** Opening EXTRACT TO READ block **

Hospitals and many other health care centers offering outpatient care in Florida will no longer have to get the state government's permission before expanding or offering new services, if Gov. Ron DeSantis signs a bill that reached his desk this week.
A bill to overhaul the state's Certificate of Need (CON) regulations cleared both chambers of the state legislature during the final week of April, making Florida the latest state to ditch that vestige of a failed 1970s federal effort at controlling health care costs. CON laws were supposed to hold health care costs down by limiting unnecessary capital expenditures, but they often do the opposite—by operating as artificial limitations on the supply of health care services, they tend to inflate costs and reduce access to care.
"It's time we got more cost effective coverage, more freedom and options, and more direct care," state House Speaker Jose Oliva (R–Miami-Dade), who made the CON reforms a top priority for this year's legislative session, says in a statement. "We will make these changes and reap the inevitable reward of the free market—lower costs and higher quality."
The bill passed in Florida would exempt hospitals from CON review starting in July. Specialty hospitals, such as those dedicated to women's health care or pediatric centers, will be free from CON oversight by the state's Agency for Health Care Administration starting in 2021. Nursing homes and hospice facilities will remain subject to Florida's CON laws.
CON laws have not produced better health outcomes in places where they are on the books. A 2016 paper by two researchers at George Mason University's Mercatus Center found that the average 30-day mortality rate for patients with pneumonia, heart failure, and heart attacks in states with CON laws is between 2.5 percent and 5 percent higher (even after demographic factors are taken out of the equation) than in non-CON states.
Residents of states with CON laws end up paying higher prices too. The Federal Trade Commission has urged states to repeal those regulations, arguing that they "are not successful in containing health care costs" and "pose serious anti-competitive risks that usually outweigh their purported economic benefits. Market incumbents can too easily use CON procedures to forestall competitors from entering an incumbent's market."
Indeed, as Reason has previously reported, hospitals can use CON regulations to effectively block nearby hospitals from offering certain services. In one particularly tragic instance, a Virginia hospital with a neonatal intensive care unit successfully lobbied the state Department of Health to veto a CON application from a competing hospital that wanted to build a similar facility for sick babies. Shortly after the second hospital's application was denied—despite widespread support from local officials, health care administrators, doctors, and residents—an infant died there following a premature birth.
Even when the stakes aren't that high, CON laws create weird, anti-competitive outcomes. An eye doctor in Iowa has been waiting for years to see patients at his fully outfitted office, but a nearby hospital has repeatedly blocked his application for a Certificate of Need.
In December, a report from the federal Department of Health and Human Services urged states "to repeal or scale back Certificate of Need laws" as a way of promoting "choice and competition in provider markets."
In Florida, Oliva championed CON reform as part of a larger effort to overhaul the state's health care system. In a session-opening address in March, he called health care costs "a five-alarm fire" and called out "the health care industrial complex" for standing in the way of needed reforms.
Sure enough, hospital lobbyists fought the CON reform bill, then tried to promote an alternative, watered-down version of the legislation. In the end, Oliva's favored proposal won out.
With the stroke of a pen, DeSantis can score a significant—and all too rare—win for freer markets in health care.

** Closing EXTRACT TO READ block **
** Opening DATA FOR REVIEW block **

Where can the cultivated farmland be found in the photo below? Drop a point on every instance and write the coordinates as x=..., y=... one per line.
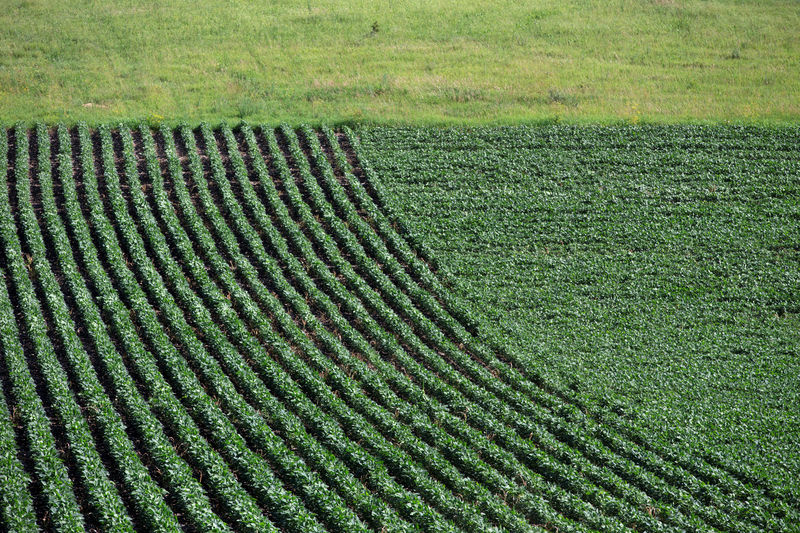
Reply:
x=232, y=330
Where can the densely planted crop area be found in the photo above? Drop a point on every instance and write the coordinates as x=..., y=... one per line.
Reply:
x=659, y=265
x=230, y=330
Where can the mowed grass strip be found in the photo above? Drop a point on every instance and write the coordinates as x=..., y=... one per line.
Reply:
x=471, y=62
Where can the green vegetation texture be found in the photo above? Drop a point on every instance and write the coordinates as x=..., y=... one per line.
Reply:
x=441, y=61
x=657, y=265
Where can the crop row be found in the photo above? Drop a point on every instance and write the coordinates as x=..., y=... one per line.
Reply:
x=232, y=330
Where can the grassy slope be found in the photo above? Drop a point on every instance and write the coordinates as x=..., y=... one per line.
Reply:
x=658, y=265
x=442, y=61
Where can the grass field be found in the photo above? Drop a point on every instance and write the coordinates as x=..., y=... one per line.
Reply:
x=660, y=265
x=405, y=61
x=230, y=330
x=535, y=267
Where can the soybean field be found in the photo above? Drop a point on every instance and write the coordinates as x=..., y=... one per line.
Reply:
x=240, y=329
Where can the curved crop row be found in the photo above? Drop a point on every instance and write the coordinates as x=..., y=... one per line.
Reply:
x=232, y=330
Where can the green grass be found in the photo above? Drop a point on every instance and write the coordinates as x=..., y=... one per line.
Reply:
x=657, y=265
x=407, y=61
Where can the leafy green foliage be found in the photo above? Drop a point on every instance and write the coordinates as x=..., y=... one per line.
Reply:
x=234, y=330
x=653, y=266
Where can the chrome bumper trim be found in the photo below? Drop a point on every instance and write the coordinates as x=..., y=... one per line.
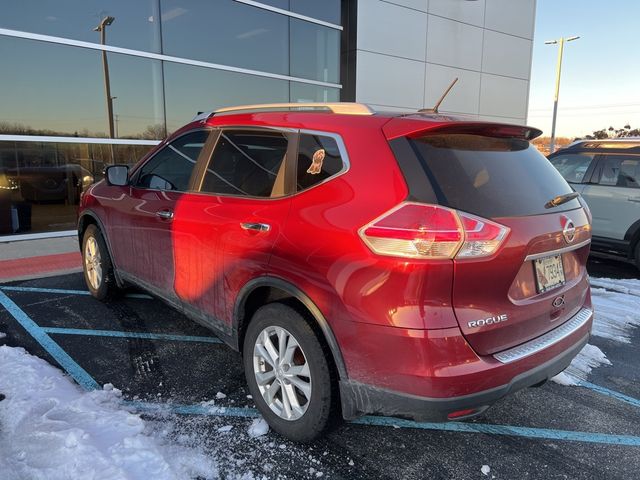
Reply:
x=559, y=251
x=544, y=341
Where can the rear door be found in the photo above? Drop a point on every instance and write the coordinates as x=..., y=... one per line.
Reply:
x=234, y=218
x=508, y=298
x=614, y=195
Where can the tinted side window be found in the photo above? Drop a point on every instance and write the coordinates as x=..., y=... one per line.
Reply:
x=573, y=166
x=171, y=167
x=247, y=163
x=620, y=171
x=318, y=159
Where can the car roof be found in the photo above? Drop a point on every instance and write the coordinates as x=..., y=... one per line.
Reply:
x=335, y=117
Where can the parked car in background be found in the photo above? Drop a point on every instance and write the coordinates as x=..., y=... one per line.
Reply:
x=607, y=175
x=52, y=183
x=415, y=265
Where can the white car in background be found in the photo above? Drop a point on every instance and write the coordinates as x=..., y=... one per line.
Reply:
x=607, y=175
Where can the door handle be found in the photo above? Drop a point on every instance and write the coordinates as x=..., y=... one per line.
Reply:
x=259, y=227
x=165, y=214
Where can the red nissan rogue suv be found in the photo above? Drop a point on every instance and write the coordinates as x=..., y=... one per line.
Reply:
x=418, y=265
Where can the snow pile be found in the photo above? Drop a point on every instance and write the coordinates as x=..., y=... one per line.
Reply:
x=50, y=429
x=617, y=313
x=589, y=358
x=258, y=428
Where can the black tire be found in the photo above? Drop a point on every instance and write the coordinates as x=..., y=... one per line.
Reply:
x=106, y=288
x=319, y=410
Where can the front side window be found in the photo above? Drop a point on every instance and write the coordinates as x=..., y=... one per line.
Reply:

** Closing DATA FOR REVIEW block **

- PROBLEM DETAILS:
According to the article on Florida's Certificate of Need reform, which facilities will remain subject to the state's CON laws? Please leave the entries aside, since nothing here depends on them.

- WRITTEN ANSWER:
Nursing homes and hospice facilities.